**REQUIRED ACTION:**
Below is a listing; restate from it, character for character, the lines beginning at the line holding "Query: elderly bearded man" and ending at the line holding "the gold column", both included.

**INFORMATION PROVIDED:**
####################

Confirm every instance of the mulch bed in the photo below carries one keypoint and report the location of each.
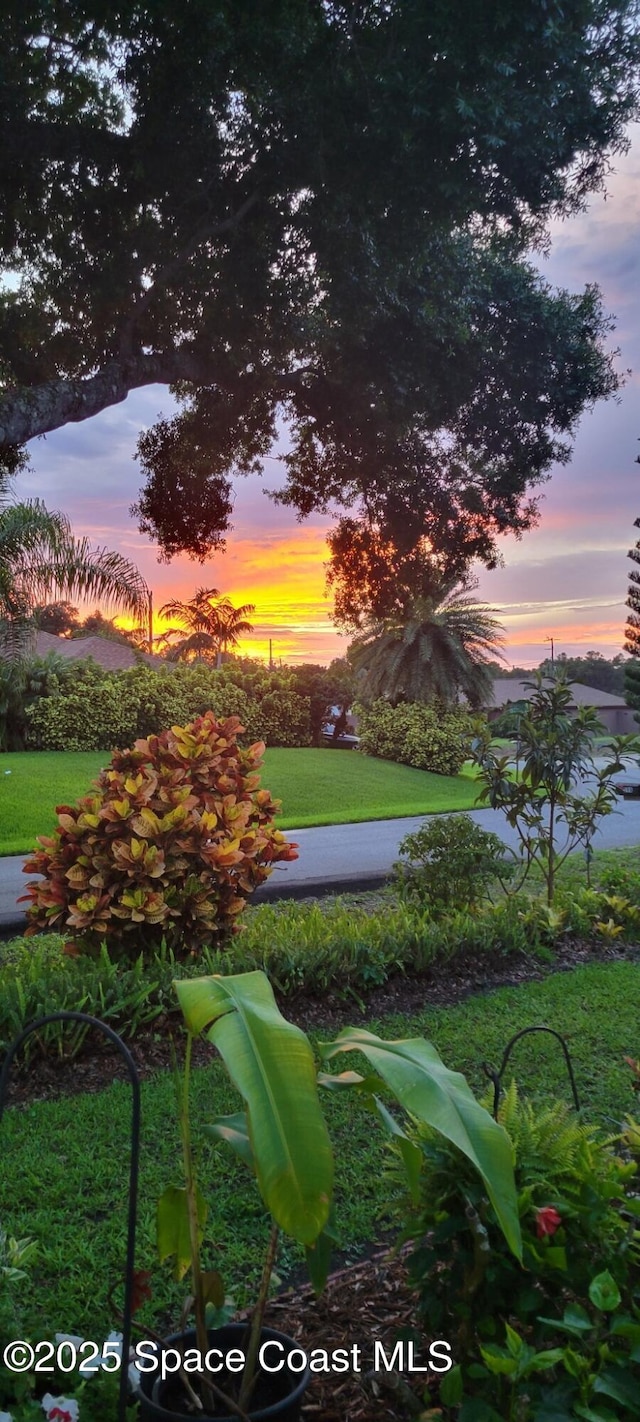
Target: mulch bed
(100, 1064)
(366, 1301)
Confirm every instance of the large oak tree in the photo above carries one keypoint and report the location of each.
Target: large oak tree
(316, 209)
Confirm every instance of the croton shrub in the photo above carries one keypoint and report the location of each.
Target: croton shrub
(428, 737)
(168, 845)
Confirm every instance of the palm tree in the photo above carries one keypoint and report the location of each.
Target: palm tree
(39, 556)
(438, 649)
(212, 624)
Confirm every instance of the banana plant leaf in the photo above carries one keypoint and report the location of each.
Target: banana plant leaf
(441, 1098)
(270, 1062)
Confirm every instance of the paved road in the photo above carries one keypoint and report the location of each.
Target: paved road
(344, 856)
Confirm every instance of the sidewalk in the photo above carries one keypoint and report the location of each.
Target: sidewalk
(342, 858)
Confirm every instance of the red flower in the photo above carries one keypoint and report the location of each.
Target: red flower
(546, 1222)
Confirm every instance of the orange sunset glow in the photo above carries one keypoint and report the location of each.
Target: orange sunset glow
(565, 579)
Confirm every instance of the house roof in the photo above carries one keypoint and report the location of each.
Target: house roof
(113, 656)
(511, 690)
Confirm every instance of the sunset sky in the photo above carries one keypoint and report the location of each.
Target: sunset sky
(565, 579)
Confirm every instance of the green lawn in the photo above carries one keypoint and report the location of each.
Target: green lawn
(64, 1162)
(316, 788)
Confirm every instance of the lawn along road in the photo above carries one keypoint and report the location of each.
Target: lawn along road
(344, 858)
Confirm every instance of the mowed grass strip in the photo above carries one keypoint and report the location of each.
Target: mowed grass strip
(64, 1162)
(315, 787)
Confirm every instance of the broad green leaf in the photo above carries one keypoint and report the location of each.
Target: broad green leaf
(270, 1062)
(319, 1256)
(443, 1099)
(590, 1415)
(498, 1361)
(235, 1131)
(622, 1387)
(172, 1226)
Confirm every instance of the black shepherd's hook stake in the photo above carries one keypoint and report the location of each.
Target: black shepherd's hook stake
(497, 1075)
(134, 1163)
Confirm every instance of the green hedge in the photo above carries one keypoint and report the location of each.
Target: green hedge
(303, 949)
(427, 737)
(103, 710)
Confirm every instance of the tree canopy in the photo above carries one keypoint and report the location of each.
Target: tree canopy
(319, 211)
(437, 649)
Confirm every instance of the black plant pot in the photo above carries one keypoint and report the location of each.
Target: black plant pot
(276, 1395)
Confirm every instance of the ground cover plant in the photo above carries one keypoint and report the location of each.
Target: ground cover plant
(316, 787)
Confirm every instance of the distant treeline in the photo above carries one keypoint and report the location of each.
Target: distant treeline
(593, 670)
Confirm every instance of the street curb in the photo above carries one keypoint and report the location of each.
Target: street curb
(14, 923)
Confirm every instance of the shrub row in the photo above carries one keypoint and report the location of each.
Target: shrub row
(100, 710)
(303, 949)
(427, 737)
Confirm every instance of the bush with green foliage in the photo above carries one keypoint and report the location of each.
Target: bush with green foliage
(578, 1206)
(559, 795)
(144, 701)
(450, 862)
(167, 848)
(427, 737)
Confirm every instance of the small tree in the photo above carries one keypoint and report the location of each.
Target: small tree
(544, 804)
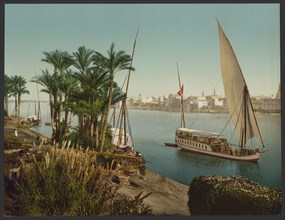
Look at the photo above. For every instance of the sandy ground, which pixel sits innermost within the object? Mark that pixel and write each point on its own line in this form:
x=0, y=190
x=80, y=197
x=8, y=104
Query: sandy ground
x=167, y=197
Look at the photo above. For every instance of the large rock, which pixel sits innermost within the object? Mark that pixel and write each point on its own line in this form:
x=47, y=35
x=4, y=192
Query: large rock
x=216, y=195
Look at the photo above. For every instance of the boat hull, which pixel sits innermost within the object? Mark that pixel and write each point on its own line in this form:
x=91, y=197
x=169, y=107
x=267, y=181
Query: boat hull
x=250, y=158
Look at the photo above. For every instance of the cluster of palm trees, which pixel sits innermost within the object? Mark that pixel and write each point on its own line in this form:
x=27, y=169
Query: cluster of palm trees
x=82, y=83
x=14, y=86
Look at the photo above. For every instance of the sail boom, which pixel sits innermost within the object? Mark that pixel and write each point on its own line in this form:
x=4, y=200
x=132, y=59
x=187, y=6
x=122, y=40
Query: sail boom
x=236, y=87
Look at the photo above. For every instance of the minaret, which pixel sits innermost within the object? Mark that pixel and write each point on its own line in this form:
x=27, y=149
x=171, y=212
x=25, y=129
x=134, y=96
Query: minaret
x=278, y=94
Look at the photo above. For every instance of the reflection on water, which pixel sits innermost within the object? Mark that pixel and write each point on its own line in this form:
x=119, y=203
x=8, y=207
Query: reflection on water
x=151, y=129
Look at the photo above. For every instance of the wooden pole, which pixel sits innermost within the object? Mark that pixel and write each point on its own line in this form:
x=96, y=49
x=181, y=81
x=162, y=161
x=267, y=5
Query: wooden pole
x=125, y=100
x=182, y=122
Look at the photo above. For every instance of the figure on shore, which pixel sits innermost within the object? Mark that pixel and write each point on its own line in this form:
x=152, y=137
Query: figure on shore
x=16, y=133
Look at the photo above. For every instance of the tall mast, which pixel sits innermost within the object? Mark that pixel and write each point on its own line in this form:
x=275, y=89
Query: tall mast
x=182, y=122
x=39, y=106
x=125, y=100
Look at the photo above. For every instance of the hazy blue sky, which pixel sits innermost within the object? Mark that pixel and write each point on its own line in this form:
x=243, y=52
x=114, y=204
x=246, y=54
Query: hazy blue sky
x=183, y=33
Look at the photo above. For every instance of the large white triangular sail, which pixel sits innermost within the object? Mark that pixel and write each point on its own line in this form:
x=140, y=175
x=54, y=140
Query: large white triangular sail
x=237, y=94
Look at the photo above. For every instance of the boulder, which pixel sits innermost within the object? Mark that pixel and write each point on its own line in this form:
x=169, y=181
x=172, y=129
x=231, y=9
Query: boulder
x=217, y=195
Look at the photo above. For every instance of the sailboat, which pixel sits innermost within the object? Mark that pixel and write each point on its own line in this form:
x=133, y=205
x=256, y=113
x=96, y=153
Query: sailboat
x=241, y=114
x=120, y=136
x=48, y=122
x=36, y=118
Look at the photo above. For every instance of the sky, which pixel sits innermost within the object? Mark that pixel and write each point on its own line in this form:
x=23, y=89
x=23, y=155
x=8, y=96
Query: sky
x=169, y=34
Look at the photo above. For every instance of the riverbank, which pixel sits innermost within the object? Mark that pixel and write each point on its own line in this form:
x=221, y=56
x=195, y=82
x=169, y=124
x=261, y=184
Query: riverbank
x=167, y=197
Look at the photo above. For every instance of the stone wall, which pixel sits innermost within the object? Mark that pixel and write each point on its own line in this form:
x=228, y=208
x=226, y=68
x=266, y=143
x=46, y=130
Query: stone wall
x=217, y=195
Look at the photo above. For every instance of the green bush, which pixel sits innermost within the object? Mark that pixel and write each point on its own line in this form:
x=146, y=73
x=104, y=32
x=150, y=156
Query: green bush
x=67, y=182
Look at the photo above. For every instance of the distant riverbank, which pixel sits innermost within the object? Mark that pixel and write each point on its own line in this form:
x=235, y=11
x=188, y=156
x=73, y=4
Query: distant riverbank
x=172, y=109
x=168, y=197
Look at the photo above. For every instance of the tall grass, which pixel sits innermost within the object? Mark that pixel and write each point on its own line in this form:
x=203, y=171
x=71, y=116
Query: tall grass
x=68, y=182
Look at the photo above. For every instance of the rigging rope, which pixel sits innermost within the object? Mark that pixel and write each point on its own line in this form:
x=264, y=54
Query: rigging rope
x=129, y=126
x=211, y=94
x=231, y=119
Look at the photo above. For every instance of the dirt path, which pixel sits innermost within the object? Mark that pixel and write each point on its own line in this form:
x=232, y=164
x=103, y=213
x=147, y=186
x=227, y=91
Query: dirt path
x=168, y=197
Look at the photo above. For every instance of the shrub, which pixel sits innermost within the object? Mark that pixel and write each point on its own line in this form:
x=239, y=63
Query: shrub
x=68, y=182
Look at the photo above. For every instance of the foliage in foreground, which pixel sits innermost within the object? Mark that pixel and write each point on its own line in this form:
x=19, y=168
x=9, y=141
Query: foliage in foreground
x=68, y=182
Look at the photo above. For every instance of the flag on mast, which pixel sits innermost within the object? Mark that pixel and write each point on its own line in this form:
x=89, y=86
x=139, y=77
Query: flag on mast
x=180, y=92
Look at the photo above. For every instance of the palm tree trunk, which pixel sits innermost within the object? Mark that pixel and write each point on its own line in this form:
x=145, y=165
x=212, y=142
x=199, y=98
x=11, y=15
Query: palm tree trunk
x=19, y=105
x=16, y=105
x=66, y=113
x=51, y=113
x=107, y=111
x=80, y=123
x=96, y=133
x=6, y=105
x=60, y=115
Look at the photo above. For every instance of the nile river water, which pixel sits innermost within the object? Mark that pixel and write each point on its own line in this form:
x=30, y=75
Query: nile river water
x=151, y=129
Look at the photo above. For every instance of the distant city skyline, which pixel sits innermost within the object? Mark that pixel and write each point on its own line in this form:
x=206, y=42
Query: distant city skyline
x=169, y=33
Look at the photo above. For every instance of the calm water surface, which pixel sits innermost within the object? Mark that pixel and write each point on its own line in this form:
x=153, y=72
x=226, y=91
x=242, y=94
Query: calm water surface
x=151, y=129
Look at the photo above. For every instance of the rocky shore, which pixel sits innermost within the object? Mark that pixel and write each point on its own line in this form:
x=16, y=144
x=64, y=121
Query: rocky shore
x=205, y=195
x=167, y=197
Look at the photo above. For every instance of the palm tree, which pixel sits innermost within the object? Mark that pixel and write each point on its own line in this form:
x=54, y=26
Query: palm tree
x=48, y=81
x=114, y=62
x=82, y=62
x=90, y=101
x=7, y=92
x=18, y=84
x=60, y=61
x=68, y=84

####################

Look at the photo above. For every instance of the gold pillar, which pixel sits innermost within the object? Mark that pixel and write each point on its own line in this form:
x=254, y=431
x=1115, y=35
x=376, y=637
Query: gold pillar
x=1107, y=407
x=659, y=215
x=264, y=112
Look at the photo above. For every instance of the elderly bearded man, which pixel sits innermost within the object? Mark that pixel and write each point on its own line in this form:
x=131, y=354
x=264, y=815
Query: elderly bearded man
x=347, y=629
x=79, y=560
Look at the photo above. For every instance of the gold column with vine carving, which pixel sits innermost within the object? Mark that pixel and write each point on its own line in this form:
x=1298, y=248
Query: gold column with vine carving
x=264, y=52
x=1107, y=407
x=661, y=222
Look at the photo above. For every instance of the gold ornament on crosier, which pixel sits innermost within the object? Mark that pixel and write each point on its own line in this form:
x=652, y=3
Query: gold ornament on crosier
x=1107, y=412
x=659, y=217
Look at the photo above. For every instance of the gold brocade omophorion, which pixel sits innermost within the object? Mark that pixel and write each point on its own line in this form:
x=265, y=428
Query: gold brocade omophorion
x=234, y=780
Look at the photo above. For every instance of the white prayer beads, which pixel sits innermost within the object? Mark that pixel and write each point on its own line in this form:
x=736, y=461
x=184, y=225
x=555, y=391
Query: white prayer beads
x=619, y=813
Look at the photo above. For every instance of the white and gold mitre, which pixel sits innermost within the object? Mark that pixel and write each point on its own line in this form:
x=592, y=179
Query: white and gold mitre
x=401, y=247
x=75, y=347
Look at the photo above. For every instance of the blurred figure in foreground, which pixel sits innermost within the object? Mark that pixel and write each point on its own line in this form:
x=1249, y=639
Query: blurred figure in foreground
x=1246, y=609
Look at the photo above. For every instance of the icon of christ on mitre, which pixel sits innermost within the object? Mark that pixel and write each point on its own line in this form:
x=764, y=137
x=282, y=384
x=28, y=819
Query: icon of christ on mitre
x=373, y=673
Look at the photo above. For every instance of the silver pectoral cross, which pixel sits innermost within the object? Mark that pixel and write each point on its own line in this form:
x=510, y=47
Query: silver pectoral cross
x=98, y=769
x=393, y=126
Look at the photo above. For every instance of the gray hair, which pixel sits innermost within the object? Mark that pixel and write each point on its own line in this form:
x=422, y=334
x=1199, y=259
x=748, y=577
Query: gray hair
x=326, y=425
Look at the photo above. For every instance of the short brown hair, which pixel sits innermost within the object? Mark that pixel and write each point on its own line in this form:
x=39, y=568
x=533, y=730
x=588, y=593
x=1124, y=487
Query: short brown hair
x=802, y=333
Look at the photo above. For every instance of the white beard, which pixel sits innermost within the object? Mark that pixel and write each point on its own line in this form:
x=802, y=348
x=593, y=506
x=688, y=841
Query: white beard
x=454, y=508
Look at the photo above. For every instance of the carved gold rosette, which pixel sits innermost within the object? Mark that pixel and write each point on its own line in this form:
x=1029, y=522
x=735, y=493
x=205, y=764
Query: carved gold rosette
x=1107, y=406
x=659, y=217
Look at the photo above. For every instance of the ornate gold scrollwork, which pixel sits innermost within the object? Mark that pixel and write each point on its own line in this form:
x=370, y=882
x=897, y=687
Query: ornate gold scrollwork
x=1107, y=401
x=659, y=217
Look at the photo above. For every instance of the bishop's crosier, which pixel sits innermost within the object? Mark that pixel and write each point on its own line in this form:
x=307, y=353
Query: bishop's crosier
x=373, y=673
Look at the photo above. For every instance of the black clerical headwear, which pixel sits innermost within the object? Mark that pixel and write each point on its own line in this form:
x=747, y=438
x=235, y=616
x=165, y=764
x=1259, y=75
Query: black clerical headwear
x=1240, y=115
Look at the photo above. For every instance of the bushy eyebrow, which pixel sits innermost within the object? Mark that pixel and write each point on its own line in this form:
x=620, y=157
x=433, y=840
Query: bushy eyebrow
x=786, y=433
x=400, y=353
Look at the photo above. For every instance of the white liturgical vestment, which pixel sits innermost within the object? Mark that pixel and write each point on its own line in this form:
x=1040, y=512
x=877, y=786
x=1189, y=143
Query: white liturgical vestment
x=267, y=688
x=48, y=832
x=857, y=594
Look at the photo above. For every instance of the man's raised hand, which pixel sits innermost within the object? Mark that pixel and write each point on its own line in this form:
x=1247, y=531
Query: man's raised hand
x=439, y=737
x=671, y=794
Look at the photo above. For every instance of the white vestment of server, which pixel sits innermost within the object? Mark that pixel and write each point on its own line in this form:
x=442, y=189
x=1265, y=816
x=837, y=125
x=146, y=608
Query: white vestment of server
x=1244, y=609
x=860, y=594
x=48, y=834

####################

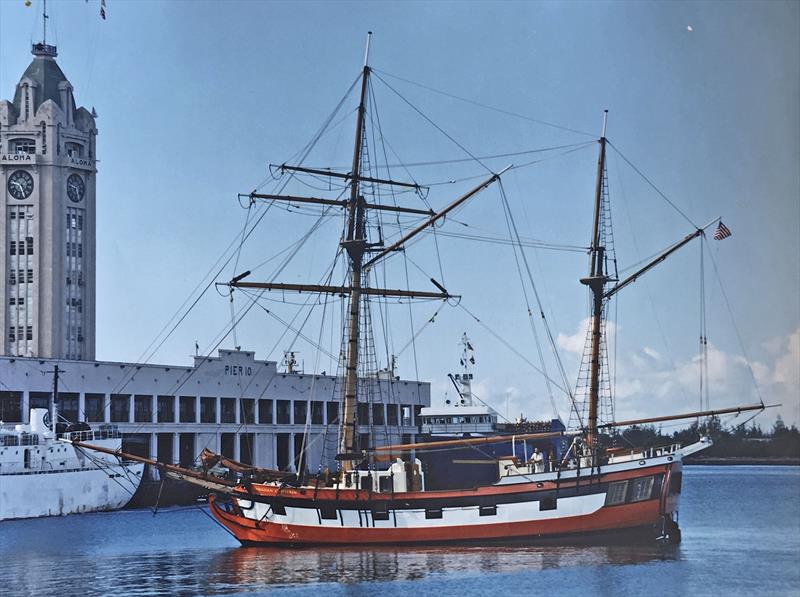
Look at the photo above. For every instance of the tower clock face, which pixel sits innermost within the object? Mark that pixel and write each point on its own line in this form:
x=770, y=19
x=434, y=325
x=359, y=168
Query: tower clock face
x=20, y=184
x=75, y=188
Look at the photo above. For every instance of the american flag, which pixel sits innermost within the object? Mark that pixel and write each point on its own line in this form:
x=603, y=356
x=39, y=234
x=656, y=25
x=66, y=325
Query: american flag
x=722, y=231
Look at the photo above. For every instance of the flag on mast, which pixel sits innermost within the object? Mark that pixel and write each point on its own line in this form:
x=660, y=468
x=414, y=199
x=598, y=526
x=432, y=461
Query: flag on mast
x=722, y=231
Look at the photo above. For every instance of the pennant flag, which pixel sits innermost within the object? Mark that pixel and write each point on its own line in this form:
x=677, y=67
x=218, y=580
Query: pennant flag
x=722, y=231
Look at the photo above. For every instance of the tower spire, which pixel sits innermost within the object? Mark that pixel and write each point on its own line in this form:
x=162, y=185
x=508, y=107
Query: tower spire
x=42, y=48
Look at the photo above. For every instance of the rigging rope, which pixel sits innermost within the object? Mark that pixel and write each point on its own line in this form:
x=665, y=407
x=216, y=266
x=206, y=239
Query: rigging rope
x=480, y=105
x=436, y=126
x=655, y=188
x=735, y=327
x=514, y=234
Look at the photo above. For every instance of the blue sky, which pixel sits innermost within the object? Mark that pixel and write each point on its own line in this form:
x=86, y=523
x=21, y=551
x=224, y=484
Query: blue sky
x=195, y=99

####################

**ANSWER SPACE:**
Query: elderly bearded man
x=347, y=629
x=79, y=560
Look at the photo above. For every instance of the gold column with vine carving, which pixel sits innermost within the object? Mark that pixel and write each point on its own line in this form:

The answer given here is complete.